Every record must be written out once more, with nothing added or omitted.

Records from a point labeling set
....

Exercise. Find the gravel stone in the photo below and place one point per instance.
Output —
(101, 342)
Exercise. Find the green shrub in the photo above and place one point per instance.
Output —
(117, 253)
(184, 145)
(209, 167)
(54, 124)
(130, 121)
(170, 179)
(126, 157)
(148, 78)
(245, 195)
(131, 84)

....

TASK RESULT |
Exercise. Find the gravel stone in the photo below and place one point per instance.
Output —
(101, 342)
Exercise. Find the green shrub in the photo above and place one point per instance.
Output —
(117, 253)
(184, 145)
(209, 167)
(54, 124)
(130, 121)
(170, 179)
(126, 157)
(148, 78)
(245, 195)
(131, 84)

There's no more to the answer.